Exercise brief: Look over the lines below. Report each one that includes the string "twig".

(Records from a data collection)
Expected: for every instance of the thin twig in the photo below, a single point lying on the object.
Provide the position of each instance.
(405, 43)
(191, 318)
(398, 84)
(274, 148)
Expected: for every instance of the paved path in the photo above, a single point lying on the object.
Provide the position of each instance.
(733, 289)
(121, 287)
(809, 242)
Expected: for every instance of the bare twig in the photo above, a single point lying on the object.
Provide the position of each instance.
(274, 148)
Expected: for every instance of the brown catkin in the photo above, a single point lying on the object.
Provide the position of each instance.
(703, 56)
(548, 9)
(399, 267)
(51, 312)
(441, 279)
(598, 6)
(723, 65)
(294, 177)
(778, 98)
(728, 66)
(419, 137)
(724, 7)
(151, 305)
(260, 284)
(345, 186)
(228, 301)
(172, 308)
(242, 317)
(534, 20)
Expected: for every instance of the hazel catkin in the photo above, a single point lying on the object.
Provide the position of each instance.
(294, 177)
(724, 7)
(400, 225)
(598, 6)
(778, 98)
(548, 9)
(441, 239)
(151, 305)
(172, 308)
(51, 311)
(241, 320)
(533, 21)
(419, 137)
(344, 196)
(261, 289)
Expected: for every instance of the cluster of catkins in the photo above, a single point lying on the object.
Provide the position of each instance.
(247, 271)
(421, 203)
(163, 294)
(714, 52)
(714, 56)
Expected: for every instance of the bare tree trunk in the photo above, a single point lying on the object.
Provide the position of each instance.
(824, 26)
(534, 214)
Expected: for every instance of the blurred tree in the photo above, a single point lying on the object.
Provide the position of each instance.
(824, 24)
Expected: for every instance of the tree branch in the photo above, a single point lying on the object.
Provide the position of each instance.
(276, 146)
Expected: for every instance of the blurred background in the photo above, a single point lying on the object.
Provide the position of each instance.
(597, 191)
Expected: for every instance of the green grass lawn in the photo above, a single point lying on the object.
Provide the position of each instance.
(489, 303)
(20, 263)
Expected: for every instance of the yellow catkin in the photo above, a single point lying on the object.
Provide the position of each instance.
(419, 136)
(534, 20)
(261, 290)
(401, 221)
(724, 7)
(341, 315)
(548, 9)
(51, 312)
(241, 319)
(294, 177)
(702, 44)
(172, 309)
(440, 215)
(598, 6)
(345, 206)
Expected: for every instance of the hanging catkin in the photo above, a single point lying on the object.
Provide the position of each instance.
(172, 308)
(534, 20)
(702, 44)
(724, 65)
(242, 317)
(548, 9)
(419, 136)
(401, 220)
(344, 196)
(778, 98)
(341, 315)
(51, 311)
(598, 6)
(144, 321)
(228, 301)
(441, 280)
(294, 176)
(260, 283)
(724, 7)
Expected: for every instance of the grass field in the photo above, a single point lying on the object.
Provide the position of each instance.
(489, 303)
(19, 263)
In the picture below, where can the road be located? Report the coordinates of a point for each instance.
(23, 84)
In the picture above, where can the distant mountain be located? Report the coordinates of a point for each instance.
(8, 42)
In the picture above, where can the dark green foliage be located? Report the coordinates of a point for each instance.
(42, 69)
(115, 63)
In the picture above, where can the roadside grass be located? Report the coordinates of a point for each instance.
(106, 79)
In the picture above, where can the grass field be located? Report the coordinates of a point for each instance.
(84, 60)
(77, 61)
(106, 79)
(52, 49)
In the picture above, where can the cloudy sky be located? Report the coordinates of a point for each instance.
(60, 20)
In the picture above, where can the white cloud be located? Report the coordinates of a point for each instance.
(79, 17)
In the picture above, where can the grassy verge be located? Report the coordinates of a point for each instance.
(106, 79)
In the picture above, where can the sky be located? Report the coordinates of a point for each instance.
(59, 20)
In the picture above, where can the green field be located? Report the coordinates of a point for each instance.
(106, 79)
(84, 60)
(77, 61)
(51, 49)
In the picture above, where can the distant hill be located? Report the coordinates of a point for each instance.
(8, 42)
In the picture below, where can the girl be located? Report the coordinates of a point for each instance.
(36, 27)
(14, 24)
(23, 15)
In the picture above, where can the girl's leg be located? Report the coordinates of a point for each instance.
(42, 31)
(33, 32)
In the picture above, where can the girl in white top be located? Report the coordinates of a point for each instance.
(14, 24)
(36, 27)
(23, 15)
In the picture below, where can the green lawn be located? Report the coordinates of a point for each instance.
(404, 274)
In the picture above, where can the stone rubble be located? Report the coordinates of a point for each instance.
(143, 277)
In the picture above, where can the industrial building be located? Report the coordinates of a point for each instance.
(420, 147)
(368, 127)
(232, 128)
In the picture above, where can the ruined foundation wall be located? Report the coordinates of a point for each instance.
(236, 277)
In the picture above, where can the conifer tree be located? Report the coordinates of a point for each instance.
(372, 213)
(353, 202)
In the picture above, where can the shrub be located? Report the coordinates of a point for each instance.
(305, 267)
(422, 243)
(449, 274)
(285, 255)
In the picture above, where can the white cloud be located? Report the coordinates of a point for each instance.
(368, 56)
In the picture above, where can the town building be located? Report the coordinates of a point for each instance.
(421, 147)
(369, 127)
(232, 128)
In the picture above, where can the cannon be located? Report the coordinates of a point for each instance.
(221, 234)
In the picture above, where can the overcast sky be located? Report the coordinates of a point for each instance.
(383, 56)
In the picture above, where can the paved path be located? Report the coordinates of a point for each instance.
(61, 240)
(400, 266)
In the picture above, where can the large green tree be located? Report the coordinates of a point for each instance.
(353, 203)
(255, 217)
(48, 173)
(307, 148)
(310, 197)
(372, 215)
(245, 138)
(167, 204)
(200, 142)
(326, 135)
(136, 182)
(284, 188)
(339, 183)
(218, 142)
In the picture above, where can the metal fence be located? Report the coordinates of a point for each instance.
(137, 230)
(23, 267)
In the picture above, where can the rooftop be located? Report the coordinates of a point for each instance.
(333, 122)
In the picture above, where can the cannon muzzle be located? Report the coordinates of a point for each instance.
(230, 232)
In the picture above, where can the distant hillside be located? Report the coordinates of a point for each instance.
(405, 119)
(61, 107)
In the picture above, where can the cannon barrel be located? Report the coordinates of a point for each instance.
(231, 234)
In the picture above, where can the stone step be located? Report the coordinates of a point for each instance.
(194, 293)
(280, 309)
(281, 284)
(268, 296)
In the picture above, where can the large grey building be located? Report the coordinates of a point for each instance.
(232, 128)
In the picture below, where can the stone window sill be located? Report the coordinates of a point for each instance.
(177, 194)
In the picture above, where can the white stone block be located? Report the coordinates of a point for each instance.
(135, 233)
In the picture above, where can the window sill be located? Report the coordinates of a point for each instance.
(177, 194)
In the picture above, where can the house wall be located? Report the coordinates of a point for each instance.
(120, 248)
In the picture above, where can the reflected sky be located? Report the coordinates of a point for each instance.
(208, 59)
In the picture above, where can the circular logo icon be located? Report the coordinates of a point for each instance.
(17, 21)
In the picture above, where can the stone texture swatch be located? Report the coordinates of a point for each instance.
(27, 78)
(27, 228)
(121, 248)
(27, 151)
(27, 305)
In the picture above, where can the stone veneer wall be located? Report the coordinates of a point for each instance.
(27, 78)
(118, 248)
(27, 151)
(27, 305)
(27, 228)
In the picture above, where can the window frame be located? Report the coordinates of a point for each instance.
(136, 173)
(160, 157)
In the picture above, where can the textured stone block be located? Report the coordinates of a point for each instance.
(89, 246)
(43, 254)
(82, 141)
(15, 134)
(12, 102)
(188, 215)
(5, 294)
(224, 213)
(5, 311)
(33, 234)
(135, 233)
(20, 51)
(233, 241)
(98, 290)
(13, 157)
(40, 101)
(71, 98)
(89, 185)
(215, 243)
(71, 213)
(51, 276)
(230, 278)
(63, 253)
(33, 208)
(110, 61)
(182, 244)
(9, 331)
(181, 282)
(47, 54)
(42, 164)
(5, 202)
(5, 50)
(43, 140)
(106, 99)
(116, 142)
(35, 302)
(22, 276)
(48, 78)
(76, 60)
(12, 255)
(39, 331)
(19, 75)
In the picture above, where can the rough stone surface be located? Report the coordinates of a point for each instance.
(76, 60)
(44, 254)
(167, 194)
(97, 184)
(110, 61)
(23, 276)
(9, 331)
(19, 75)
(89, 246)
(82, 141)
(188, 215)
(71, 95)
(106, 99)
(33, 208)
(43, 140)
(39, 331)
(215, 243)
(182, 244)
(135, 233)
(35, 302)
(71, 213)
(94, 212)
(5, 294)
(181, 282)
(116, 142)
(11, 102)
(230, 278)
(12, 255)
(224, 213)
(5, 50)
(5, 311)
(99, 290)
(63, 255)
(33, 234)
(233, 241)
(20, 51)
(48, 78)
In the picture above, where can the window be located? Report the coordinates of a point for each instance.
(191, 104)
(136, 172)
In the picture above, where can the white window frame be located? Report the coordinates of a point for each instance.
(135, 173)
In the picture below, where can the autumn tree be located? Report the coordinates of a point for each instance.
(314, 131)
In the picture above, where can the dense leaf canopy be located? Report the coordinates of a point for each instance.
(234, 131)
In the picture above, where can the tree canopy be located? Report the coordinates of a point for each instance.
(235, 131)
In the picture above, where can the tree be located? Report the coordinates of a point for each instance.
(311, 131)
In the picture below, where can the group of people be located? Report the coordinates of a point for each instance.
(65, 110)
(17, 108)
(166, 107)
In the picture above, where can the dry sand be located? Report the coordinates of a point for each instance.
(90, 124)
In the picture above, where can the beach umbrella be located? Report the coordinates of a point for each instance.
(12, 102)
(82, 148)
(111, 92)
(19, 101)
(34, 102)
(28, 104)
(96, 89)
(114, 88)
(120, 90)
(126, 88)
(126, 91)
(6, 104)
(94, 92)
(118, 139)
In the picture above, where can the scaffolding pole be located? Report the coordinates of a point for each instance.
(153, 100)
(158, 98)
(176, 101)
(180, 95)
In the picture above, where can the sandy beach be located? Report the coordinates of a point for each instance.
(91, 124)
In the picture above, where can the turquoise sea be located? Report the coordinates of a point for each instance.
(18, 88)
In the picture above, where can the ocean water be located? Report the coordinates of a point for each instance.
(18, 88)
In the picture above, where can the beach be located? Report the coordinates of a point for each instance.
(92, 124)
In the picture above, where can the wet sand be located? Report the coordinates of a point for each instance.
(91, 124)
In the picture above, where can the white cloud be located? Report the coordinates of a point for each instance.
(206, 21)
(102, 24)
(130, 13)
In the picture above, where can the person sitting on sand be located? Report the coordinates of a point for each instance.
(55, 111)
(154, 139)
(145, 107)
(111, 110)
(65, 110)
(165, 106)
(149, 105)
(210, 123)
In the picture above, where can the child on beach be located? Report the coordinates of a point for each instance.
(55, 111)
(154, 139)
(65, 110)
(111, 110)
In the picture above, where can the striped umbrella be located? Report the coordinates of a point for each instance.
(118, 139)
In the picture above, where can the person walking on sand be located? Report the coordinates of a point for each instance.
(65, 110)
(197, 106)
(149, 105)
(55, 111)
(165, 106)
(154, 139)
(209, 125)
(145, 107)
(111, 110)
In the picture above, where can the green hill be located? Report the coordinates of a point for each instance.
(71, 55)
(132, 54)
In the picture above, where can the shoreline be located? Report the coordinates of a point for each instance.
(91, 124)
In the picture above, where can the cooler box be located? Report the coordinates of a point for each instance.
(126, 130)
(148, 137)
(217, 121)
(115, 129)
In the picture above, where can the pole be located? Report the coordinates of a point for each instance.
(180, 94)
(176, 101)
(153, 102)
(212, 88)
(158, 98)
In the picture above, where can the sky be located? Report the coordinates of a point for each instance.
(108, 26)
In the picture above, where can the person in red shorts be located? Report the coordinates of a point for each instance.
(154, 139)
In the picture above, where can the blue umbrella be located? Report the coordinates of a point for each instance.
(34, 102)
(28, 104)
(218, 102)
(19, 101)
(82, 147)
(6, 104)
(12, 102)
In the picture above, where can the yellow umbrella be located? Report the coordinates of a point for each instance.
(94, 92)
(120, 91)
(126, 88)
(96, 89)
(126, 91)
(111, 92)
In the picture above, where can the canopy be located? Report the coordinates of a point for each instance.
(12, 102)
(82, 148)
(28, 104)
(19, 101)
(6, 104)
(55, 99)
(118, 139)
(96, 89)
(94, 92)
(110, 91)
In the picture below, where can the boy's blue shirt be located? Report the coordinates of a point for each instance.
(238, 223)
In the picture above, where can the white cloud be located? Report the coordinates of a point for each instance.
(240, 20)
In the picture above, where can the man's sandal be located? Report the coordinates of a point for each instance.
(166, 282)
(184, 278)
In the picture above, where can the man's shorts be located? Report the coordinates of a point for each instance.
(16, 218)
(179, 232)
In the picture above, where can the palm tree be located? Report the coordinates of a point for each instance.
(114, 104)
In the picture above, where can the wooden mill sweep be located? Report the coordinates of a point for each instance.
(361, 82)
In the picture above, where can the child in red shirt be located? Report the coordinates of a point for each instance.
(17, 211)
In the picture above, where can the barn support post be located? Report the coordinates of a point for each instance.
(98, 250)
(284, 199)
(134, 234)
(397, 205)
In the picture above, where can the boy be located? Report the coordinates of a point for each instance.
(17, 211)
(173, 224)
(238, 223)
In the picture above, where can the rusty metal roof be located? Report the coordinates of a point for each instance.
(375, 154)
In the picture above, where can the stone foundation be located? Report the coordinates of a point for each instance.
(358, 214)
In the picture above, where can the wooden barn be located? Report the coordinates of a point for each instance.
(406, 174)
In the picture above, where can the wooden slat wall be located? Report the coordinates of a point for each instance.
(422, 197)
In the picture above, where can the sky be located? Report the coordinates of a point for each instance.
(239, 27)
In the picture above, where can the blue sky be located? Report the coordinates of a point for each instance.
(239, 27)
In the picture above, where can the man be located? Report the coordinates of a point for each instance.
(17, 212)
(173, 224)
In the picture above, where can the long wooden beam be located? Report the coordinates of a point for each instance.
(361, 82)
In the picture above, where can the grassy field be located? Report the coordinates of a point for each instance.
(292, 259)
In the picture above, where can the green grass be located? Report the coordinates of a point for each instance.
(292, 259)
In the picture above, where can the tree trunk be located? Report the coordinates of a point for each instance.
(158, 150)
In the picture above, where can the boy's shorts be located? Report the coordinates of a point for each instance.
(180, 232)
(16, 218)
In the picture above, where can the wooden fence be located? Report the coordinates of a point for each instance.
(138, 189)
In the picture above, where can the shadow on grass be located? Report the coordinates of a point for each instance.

Task answer:
Expected: for every instance of the thin twig in the photo below, a single point lying on the object.
Expected: for every instance of the bare twig in the photo above, a single point lying on the object.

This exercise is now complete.